┌─ DATA UNDER STUDY

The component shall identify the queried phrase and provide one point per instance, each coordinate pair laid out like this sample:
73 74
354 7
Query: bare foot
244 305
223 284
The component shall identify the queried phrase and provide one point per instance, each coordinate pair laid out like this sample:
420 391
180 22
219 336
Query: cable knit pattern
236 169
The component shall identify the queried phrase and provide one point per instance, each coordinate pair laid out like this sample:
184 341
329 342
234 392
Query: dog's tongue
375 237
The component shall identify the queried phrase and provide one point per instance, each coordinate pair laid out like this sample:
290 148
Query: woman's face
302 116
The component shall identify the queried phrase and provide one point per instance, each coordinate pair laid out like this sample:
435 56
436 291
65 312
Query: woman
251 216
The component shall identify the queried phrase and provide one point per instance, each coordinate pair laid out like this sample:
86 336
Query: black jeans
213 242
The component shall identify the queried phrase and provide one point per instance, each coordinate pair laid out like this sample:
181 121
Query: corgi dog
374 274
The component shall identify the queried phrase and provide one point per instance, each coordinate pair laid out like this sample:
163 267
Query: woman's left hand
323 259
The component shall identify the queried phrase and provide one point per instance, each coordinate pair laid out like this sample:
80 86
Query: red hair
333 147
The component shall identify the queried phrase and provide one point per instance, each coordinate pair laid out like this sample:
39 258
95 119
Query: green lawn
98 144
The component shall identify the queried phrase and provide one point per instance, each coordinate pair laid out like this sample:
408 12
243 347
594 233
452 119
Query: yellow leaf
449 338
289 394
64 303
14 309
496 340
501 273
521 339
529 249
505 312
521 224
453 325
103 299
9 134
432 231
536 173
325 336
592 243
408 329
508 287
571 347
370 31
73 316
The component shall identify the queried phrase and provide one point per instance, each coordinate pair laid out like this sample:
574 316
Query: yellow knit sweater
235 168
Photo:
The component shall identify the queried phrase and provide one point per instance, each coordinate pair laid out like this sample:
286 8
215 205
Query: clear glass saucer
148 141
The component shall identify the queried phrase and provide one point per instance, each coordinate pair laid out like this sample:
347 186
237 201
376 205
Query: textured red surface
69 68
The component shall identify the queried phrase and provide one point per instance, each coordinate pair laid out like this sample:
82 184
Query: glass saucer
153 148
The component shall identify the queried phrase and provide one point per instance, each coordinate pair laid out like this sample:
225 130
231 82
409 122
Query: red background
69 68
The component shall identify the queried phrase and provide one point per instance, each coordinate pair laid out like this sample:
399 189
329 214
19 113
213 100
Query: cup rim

└─

→ **PROBLEM TO WORK ON**
Please retype all of the material above, keeping it exact.

→ **EXERCISE OUTPUT**
The component shall identify the queried phrase and provide one point per instance, each coordinate pair laid out like this sample:
73 74
354 7
Query: bare foot
244 305
223 284
The component shall identify the queried phrase and provide one point per instance, each coordinate pair laid out like this sample:
420 391
180 22
219 336
Query: cable knit pattern
236 169
The component shall identify the queried phrase and provide one point per instance, each coordinate pair laid out like this sample:
184 341
329 342
234 392
Query: dog's tongue
375 237
The component shall identify the queried phrase and provide one point per instance, each coordinate pair laid out like this sample:
290 148
Query: woman's face
302 116
The component shall identify the queried phrase and provide one point per instance, each coordinate pair laid out like this sample:
435 56
436 291
65 312
Query: woman
251 216
The component shall identify the queried phrase and provide one point per instance, each coordinate pair laid out like this sample:
86 336
Query: black jeans
213 242
The component shall identify the queried phrase and provide one point per instance, each coordinate pair laid out like this sample:
181 121
Query: corgi dog
374 274
The component shall identify the queried phrase and provide one point per instance, each coordinate pair laid out like this sample:
163 267
Query: woman's left hand
323 259
The component shall identify the queried phrase and provide one point per instance, each coordinate pair laid out like this sample:
80 86
Query: red hair
333 147
The component shall identify the queried phrase and provide one point per instance, each coordinate pair laid out like this sample:
39 258
95 119
Query: green lawn
98 144
The component shall identify the queried phrase and provide one point per instance, each coordinate pair laid out like this sample:
408 12
243 347
594 233
452 119
Query: yellow leaf
449 338
289 394
64 303
14 309
496 340
501 273
521 339
529 249
505 312
521 224
453 325
103 299
9 134
432 231
536 173
325 336
592 243
408 329
508 287
571 347
370 31
73 316
The component shall identify the queried phrase and provide one point per instance, each coordinate pair laid out like this sample:
574 316
Query: yellow knit sweater
235 168
Photo:
The component shall identify the queried phrase and provide one point per instance, each coordinate pair laid out like this sample:
286 8
215 205
Query: clear glass saucer
148 141
The component shall identify the queried phrase and provide one point per instance, each coordinate pair laid out like this sample:
347 186
237 201
376 205
Query: textured red surface
69 68
The component shall identify the queried phrase and provide one point per instance, each coordinate pair laid out like this sample:
82 184
Query: glass saucer
153 148
The component shall identify the queried phrase and provide one point per instance, each coordinate pair laid out like this sample:
225 130
231 82
409 122
Query: red background
69 68
The component shall identify the queried phrase and provide one point per instance, each coordinate pair laid out like this sample:
399 189
329 214
19 113
213 100
Query: cup rim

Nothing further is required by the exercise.